§ **OBJECTIVE**: Please copy each of the rows below word for word, keeping every line as it appears.

§ **DATA IN THIS EXERCISE**:
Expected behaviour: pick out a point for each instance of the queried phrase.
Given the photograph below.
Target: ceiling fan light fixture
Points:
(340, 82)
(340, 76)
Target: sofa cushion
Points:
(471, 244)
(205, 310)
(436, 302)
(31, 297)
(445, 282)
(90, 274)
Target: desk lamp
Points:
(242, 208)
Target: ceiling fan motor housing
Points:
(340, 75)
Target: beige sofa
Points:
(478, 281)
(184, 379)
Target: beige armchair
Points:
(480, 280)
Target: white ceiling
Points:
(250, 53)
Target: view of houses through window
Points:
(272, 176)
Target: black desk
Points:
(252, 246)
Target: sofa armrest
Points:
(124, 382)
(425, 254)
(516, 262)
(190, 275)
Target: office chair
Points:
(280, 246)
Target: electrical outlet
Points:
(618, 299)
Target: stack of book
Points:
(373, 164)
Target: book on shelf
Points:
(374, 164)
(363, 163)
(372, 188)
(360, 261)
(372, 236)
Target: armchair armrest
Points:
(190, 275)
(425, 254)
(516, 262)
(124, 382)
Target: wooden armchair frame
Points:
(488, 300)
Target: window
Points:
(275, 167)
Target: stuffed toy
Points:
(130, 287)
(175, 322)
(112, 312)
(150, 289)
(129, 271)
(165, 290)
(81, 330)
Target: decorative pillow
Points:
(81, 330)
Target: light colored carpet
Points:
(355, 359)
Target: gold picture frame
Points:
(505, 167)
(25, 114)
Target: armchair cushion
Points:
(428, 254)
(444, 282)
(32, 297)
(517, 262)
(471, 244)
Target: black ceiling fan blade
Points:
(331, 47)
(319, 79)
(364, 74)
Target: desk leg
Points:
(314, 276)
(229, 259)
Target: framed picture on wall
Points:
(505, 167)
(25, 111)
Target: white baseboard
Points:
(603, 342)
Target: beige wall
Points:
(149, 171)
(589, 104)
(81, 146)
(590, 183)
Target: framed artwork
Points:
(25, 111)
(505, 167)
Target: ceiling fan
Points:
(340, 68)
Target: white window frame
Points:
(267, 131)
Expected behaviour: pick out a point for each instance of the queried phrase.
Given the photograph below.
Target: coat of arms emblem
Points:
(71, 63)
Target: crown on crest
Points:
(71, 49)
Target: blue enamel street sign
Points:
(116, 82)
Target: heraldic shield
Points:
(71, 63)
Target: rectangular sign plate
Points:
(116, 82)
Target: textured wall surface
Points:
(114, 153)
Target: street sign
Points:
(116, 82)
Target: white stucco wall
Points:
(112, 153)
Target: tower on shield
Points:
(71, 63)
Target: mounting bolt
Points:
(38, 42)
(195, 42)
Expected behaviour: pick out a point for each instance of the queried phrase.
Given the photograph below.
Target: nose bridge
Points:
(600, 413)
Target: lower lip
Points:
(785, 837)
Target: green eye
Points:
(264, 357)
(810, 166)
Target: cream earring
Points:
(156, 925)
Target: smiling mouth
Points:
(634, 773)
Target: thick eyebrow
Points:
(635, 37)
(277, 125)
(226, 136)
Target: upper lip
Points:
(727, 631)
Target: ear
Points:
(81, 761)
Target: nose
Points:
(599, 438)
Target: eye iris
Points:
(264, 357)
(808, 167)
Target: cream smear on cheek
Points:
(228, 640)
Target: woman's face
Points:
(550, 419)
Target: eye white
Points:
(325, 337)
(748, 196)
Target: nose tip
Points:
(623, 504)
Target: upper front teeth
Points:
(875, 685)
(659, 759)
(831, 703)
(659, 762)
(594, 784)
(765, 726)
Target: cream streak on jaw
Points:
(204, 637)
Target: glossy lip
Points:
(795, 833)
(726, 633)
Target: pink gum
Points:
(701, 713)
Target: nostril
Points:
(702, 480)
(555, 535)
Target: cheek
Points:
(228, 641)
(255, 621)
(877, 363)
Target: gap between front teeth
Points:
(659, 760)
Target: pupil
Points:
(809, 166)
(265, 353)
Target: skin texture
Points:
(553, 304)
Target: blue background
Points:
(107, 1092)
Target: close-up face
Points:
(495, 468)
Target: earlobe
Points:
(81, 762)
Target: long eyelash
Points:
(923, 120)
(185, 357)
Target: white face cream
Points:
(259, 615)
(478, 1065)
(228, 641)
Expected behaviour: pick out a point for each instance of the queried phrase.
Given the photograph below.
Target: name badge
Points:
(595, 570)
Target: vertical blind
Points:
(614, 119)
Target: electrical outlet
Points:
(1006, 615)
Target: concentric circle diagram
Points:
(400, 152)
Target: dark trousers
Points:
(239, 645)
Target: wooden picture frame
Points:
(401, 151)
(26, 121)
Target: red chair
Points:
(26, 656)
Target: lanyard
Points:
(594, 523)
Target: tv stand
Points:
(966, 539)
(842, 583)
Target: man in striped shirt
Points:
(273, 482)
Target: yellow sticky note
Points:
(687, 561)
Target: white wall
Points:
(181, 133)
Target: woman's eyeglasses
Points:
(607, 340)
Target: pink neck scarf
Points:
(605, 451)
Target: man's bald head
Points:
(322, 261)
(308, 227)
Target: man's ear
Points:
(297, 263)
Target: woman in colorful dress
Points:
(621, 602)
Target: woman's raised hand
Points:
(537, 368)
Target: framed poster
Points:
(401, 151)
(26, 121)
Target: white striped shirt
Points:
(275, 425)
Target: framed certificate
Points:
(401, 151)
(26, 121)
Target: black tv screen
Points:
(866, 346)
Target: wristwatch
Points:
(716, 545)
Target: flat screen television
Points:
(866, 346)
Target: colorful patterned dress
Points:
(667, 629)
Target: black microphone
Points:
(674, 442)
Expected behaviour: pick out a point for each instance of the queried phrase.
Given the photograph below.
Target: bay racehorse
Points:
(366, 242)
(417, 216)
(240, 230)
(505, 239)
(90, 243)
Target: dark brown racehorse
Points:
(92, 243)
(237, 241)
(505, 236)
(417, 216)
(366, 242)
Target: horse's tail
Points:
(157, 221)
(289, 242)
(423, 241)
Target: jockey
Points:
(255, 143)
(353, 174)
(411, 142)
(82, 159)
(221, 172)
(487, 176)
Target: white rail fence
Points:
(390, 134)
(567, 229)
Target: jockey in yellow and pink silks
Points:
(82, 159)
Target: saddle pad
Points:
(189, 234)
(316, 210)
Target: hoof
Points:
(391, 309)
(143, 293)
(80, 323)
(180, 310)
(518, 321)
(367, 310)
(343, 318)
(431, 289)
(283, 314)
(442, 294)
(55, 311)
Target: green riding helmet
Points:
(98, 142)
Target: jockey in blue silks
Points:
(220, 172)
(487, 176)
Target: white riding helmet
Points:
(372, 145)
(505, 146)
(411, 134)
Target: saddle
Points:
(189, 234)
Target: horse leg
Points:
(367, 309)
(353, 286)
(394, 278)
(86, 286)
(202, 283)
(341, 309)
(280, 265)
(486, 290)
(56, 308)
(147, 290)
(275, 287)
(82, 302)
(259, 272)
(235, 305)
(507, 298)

§ **RESPONSE FOR THIS EXERCISE**:
Expected behaviour: pick out a point for each instance of the queried phrase.
Given the photograph below.
Target: ceiling fan light fixture
Points:
(340, 82)
(340, 76)
Target: sofa cushion
Points:
(471, 244)
(205, 310)
(436, 302)
(31, 297)
(445, 282)
(90, 274)
Target: desk lamp
Points:
(242, 208)
Target: ceiling fan motor housing
Points:
(340, 75)
Target: beige sofa
Points:
(478, 281)
(184, 379)
Target: beige armchair
Points:
(480, 280)
Target: white ceiling
Points:
(250, 53)
Target: view of houses through window
Points:
(272, 176)
Target: black desk
Points:
(252, 246)
Target: sofa armrest
Points:
(124, 382)
(425, 254)
(516, 262)
(190, 275)
Target: office chair
Points:
(280, 246)
Target: electrical outlet
Points:
(618, 299)
Target: stack of book
Points:
(373, 164)
Target: book on shelf
Points:
(374, 164)
(363, 163)
(372, 188)
(360, 261)
(372, 236)
Target: armchair armrest
Points:
(190, 275)
(425, 254)
(516, 262)
(124, 382)
Target: wooden armchair frame
Points:
(488, 300)
Target: window
Points:
(275, 167)
Target: stuffed toy
Points:
(130, 287)
(175, 322)
(112, 312)
(150, 289)
(129, 271)
(165, 290)
(81, 330)
Target: decorative pillow
Points:
(81, 330)
Target: light colored carpet
Points:
(355, 359)
Target: gold picture frame
Points:
(505, 167)
(25, 114)
Target: armchair cushion
Points:
(428, 254)
(444, 282)
(32, 297)
(517, 262)
(471, 244)
Target: black ceiling fan blade
Points:
(331, 47)
(319, 79)
(364, 74)
Target: desk leg
Points:
(314, 276)
(229, 259)
Target: framed picture on wall
Points:
(505, 167)
(25, 111)
Target: white baseboard
Points:
(603, 342)
Target: beige wall
Points:
(149, 171)
(589, 104)
(81, 146)
(590, 183)
Target: framed artwork
Points:
(25, 111)
(505, 167)
Target: ceiling fan
Points:
(340, 68)
Target: white window frame
Points:
(267, 131)
Expected behaviour: pick out a point for each instance of the queried phrase.
Given the photograph below.
Target: coat of arms emblem
Points:
(71, 63)
Target: crown on crest
Points:
(71, 49)
Target: blue enamel street sign
Points:
(116, 82)
Target: heraldic shield
Points:
(71, 63)
Target: rectangular sign plate
Points:
(116, 82)
Target: textured wall surface
Points:
(114, 153)
Target: street sign
Points:
(116, 82)
Target: white stucco wall
Points:
(112, 153)
Target: tower on shield
Points:
(71, 63)
Target: mounting bolt
Points:
(38, 42)
(195, 42)
Expected behaviour: pick out a point for each instance of the queried phrase.
Given the photograph below.
Target: nose bridge
Points:
(600, 413)
Target: lower lip
Points:
(785, 837)
Target: green eye
Points:
(264, 357)
(810, 166)
Target: cream earring
Points:
(156, 925)
Target: smiling mouth
Points:
(634, 773)
Target: thick eyebrow
Points:
(635, 37)
(277, 125)
(226, 136)
Target: upper lip
Points:
(727, 631)
Target: ear
Points:
(81, 761)
Target: nose
Points:
(599, 438)
Target: eye iris
Points:
(264, 357)
(808, 167)
Target: cream smear on cheek
Points:
(228, 640)
Target: woman's face
Points:
(550, 419)
Target: eye white
Points:
(325, 337)
(748, 196)
Target: nose tip
Points:
(623, 504)
Target: upper front teeth
Points:
(875, 685)
(659, 759)
(831, 703)
(659, 762)
(594, 784)
(765, 726)
Target: cream streak on jaw
Points:
(204, 637)
Target: glossy lip
Points:
(795, 833)
(726, 633)
Target: pink gum
Points:
(701, 713)
Target: nostril
Points:
(702, 480)
(555, 535)
Target: cheek
Points:
(228, 641)
(255, 621)
(877, 363)
Target: gap between front teeth
Points:
(659, 760)
Target: pupil
Points:
(809, 166)
(265, 353)
Target: skin texture
Points:
(553, 304)
Target: blue background
Points:
(107, 1092)
Target: close-up face
Points:
(495, 468)
Target: earlobe
Points:
(81, 762)
Target: long eyelash
Points:
(923, 120)
(185, 357)
Target: white face cream
Points:
(259, 615)
(478, 1065)
(228, 641)
Expected behaviour: pick out a point for each instance of the queried phrase.
Given the photograph below.
Target: name badge
Points:
(595, 570)
Target: vertical blind
Points:
(614, 119)
Target: electrical outlet
Points:
(1006, 615)
Target: concentric circle diagram
Points:
(400, 152)
Target: dark trousers
Points:
(239, 645)
Target: wooden picture frame
Points:
(401, 151)
(26, 121)
Target: red chair
Points:
(26, 656)
Target: lanyard
Points:
(594, 523)
Target: tv stand
Points:
(966, 539)
(842, 583)
Target: man in striped shirt
Points:
(273, 482)
Target: yellow sticky note
Points:
(687, 561)
Target: white wall
Points:
(181, 133)
Target: woman's eyeglasses
Points:
(607, 340)
Target: pink neck scarf
Points:
(605, 451)
Target: man's bald head
Points:
(322, 261)
(308, 227)
Target: man's ear
Points:
(297, 263)
Target: woman in colorful dress
Points:
(621, 602)
Target: woman's raised hand
Points:
(537, 368)
Target: framed poster
Points:
(401, 151)
(26, 121)
Target: white striped shirt
Points:
(275, 425)
Target: framed certificate
Points:
(401, 151)
(26, 121)
Target: black tv screen
Points:
(866, 346)
Target: wristwatch
Points:
(716, 545)
Target: flat screen television
Points:
(866, 346)
Target: colorful patterned dress
Points:
(667, 629)
Target: black microphone
Points:
(674, 442)
Expected behaviour: pick out a point for each instance of the queried phrase.
Given the photograph below.
Target: bay racehorse
Points:
(366, 242)
(417, 216)
(240, 230)
(505, 239)
(90, 243)
Target: dark brown racehorse
Points:
(92, 243)
(237, 241)
(505, 236)
(417, 216)
(366, 242)
Target: horse's tail
Points:
(157, 221)
(289, 242)
(423, 241)
Target: jockey
Points:
(255, 143)
(353, 174)
(411, 142)
(82, 159)
(221, 172)
(487, 176)
Target: white rail fence
Points:
(390, 134)
(567, 229)
Target: jockey in yellow and pink silks
Points:
(82, 159)
Target: saddle pad
Points:
(189, 234)
(316, 210)
Target: hoof
Points:
(391, 309)
(143, 293)
(80, 323)
(180, 310)
(518, 321)
(367, 310)
(343, 318)
(431, 289)
(283, 314)
(442, 294)
(55, 311)
Target: green riding helmet
Points:
(98, 142)
Target: jockey in blue silks
Points:
(220, 172)
(487, 176)
Target: white riding helmet
Points:
(372, 145)
(505, 146)
(411, 134)
Target: saddle
Points:
(189, 234)
Target: horse leg
Points:
(367, 309)
(353, 286)
(394, 278)
(86, 286)
(202, 283)
(341, 309)
(280, 265)
(486, 290)
(56, 308)
(147, 290)
(275, 287)
(82, 302)
(259, 272)
(235, 305)
(507, 298)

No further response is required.